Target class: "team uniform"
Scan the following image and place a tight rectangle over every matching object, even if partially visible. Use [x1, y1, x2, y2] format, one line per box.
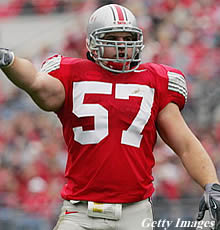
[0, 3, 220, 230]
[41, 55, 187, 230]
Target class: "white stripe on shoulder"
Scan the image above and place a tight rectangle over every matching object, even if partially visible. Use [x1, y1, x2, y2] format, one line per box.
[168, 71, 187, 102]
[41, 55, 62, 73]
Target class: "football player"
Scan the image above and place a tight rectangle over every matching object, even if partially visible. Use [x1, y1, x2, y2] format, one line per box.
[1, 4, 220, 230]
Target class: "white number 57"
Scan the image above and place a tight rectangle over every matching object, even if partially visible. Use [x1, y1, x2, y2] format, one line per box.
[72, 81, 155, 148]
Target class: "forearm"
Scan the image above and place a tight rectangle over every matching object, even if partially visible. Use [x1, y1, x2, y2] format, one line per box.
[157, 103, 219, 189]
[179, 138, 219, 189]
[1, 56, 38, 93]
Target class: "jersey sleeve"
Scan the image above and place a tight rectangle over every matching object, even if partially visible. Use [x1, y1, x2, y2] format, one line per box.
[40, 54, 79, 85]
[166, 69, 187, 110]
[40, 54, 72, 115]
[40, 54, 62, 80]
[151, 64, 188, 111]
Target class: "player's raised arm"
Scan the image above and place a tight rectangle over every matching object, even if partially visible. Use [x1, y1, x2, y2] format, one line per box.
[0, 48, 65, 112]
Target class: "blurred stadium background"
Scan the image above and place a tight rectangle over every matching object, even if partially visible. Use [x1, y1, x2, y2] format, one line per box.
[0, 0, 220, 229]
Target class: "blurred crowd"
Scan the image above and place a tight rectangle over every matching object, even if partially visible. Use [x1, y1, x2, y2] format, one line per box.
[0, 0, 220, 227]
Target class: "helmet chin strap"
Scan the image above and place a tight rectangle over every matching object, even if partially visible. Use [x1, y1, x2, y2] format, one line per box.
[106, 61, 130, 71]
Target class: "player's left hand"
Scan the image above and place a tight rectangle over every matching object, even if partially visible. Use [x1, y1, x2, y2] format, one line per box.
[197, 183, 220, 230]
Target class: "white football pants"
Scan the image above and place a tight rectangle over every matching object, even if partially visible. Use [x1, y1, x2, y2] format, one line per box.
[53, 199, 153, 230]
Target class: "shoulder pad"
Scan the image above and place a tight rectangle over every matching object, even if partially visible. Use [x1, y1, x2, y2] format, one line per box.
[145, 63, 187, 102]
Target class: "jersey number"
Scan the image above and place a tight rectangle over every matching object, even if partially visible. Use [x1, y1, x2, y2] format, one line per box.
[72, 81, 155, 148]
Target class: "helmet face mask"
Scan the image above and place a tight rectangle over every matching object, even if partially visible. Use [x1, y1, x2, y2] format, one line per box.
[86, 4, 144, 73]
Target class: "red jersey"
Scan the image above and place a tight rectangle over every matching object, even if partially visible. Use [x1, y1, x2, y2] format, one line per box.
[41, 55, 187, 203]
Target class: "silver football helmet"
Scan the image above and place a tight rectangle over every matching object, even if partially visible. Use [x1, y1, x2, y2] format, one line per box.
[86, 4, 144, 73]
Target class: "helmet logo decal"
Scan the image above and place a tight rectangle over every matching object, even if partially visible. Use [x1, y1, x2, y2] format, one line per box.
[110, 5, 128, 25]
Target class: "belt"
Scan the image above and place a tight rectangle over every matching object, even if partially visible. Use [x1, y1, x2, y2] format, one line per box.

...

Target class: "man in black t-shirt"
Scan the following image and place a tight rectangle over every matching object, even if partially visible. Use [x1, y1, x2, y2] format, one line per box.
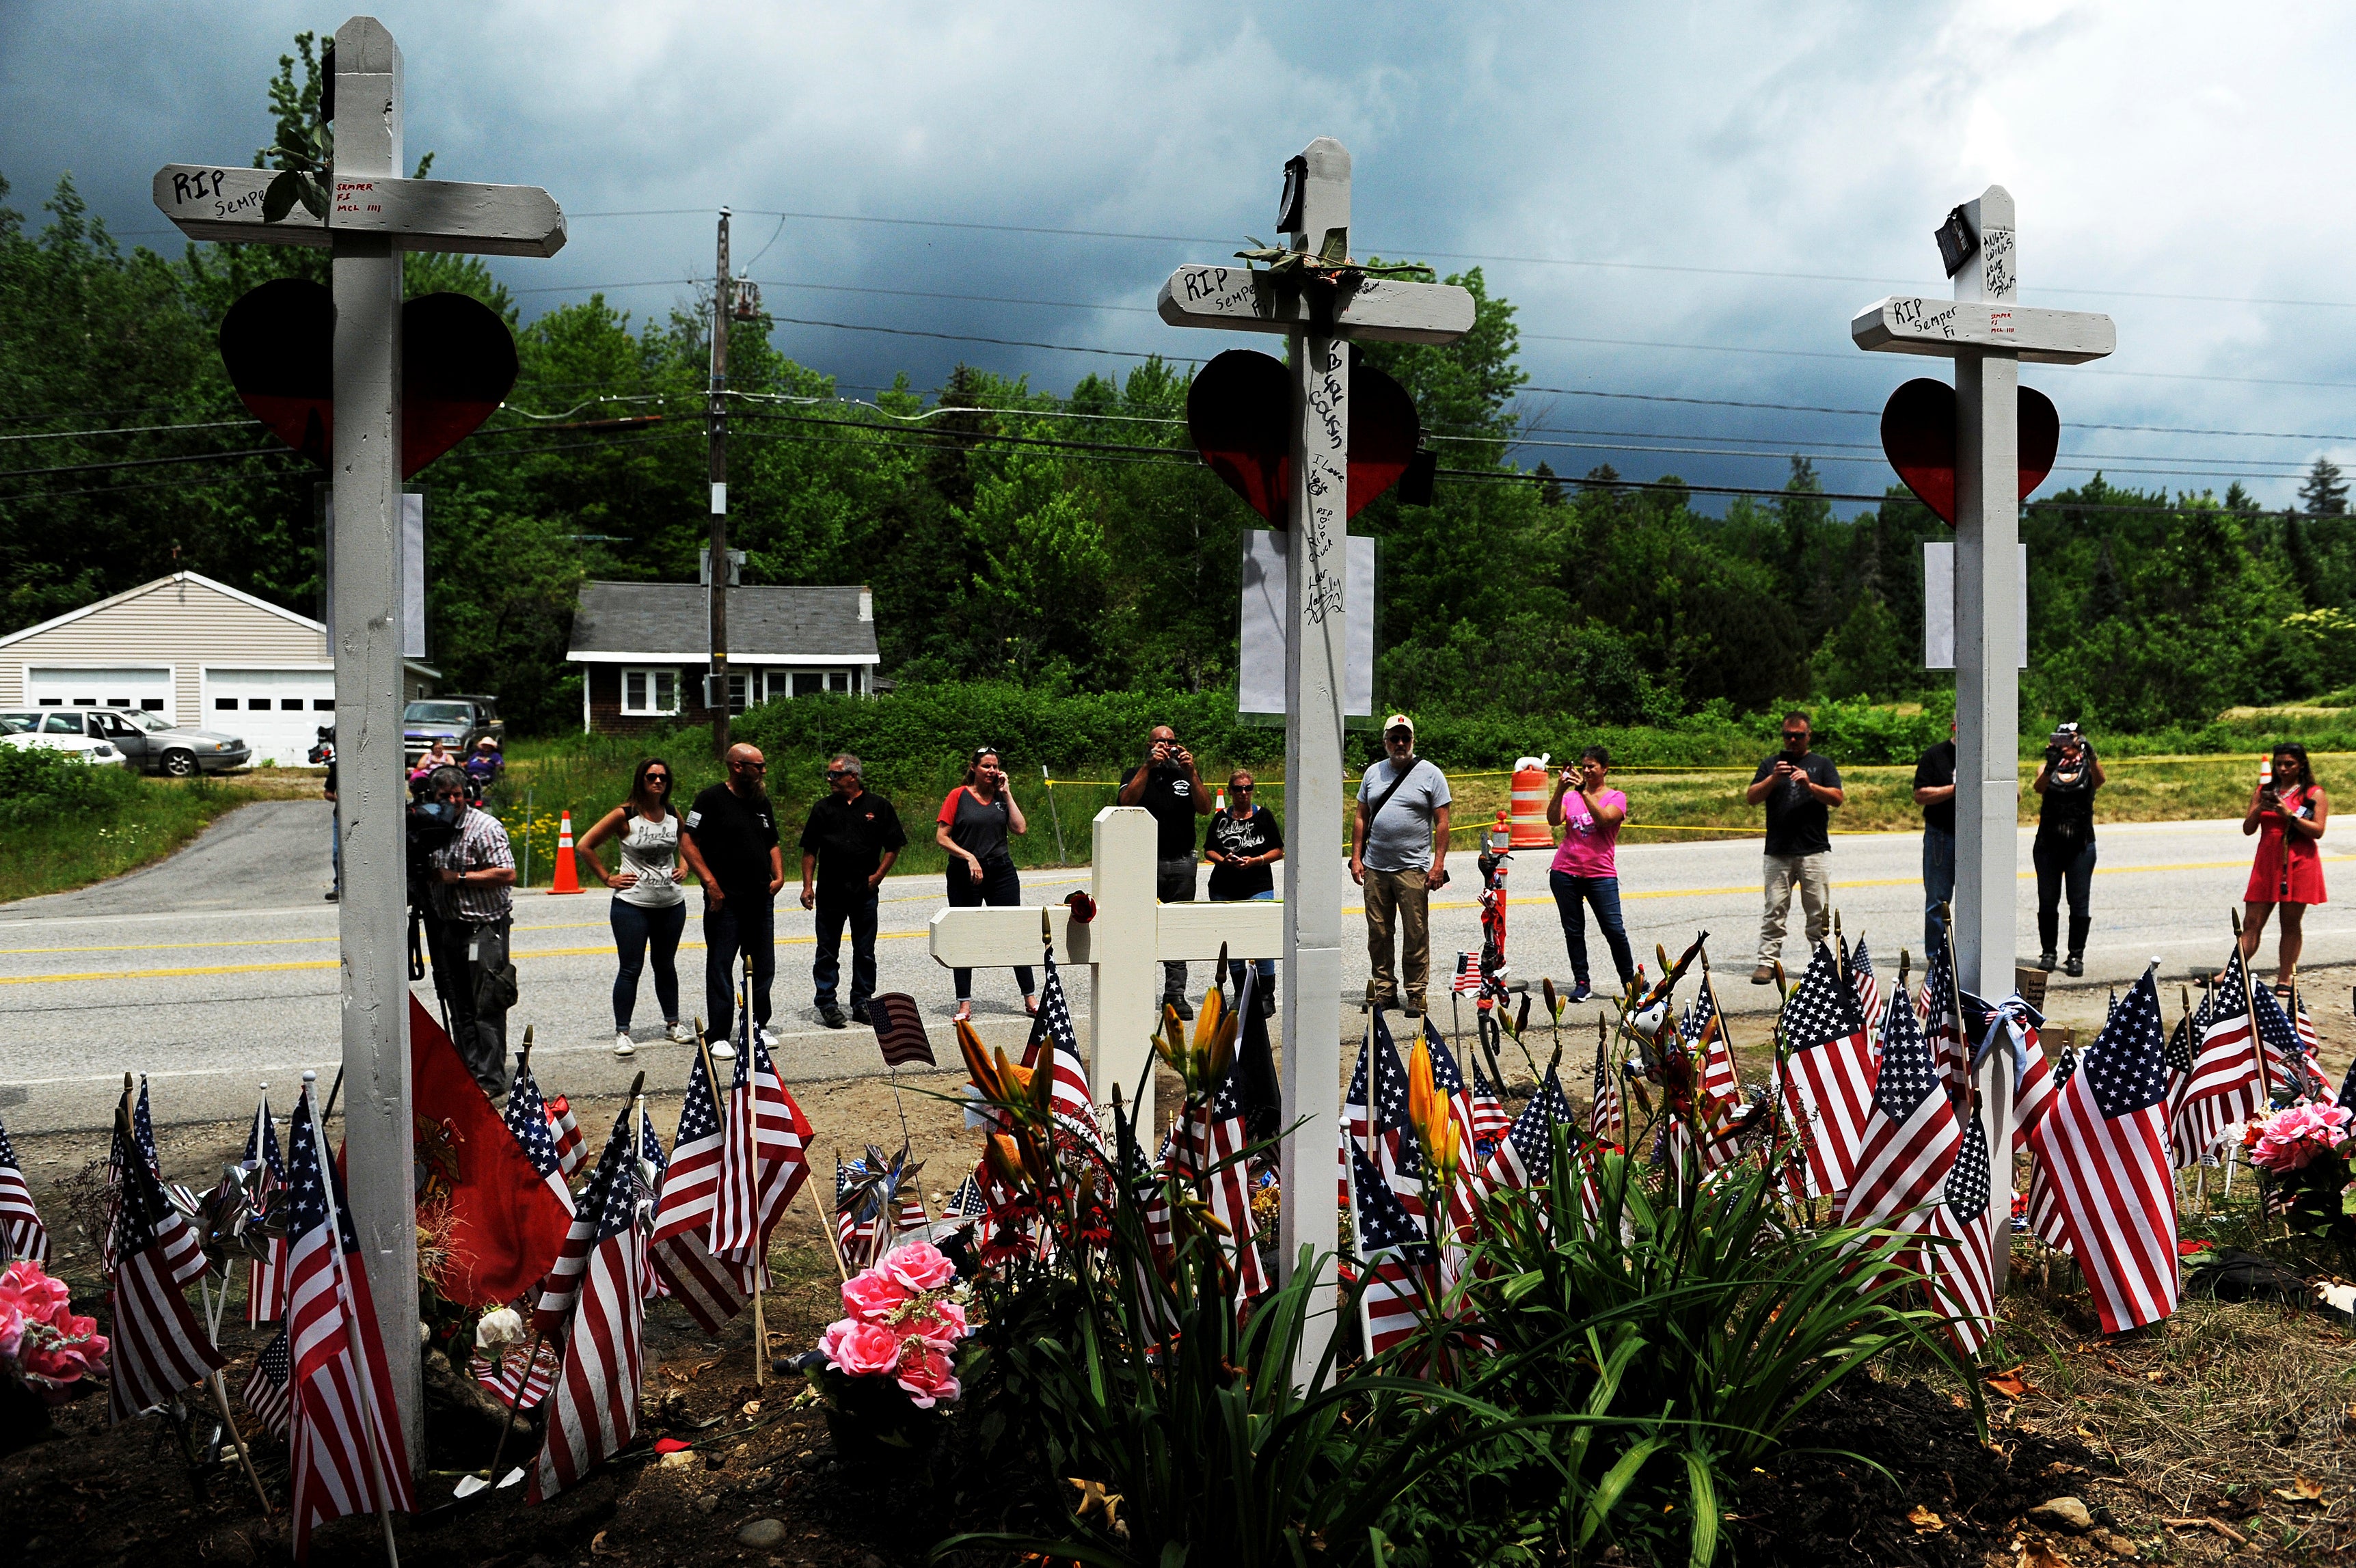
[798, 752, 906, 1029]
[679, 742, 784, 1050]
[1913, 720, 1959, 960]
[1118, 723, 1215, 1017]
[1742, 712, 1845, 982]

--

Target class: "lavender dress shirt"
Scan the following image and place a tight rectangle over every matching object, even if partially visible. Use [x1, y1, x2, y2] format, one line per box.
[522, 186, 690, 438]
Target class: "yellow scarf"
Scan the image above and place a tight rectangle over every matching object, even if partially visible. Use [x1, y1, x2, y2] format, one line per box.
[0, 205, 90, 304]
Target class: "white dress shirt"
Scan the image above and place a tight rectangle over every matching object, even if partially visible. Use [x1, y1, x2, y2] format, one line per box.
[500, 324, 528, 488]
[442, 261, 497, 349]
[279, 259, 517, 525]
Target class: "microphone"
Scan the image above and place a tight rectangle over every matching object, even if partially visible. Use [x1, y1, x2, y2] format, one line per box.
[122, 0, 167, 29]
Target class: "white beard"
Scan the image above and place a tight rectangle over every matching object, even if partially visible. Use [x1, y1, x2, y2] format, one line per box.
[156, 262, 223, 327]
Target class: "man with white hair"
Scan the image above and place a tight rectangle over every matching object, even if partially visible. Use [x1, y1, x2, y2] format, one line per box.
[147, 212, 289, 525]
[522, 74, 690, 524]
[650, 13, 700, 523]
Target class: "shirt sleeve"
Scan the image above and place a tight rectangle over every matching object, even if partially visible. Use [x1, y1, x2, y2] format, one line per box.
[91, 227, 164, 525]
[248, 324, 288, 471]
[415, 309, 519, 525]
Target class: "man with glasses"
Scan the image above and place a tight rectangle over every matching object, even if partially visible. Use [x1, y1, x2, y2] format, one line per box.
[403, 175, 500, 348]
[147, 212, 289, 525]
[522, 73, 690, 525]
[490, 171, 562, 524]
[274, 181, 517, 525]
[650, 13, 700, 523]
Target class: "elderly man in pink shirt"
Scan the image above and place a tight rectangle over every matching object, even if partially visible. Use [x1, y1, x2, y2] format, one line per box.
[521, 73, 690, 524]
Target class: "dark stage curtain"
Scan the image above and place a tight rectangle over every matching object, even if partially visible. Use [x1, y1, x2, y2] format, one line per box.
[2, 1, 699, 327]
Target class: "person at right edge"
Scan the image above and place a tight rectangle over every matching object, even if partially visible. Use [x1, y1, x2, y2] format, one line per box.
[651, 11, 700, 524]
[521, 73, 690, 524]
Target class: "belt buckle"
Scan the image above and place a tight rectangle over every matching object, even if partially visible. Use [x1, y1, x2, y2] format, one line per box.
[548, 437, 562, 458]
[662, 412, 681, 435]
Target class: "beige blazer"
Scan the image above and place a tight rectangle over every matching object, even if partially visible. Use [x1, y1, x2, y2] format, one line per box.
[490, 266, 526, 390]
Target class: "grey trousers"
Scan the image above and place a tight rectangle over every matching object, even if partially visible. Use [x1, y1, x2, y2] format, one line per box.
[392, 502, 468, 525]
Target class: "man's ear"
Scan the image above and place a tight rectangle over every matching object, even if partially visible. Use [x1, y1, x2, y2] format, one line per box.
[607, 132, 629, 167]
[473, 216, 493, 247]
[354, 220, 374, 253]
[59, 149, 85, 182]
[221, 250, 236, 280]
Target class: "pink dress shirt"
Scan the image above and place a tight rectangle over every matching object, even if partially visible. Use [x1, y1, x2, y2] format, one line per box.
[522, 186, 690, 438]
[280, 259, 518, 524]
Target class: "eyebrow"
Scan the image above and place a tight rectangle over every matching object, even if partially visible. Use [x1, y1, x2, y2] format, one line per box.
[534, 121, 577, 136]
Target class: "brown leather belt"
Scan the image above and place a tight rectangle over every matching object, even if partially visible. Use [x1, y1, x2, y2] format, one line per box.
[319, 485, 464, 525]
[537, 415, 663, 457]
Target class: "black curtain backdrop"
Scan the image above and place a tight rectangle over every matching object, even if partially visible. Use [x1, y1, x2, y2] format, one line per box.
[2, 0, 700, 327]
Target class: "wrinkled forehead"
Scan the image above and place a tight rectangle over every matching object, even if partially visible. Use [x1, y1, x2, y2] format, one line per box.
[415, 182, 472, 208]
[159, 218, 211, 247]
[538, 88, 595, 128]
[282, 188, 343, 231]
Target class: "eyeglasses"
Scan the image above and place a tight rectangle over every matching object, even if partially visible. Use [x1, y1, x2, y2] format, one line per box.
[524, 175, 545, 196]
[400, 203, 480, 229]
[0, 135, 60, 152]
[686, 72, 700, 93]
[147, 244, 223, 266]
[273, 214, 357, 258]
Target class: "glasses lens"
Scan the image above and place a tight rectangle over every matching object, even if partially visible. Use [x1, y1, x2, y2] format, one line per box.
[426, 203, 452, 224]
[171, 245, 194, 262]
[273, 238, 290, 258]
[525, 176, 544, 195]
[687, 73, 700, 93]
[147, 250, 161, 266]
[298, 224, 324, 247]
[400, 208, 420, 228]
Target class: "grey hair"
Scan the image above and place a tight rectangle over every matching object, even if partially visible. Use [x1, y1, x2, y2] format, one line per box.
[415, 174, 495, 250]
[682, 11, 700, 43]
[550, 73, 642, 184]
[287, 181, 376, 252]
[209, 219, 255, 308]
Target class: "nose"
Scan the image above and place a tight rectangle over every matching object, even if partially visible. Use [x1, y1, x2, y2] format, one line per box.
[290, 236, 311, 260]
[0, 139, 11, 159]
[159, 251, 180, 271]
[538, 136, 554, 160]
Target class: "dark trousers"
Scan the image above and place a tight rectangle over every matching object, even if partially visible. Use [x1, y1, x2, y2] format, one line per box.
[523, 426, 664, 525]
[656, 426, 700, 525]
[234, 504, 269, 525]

__WHAT IS REQUIRED__
Pick out every line above that contains the word "trousers" and copy it.

__RESPONSE AREA__
Target class: "grey trousers"
Target class: "dark trousers"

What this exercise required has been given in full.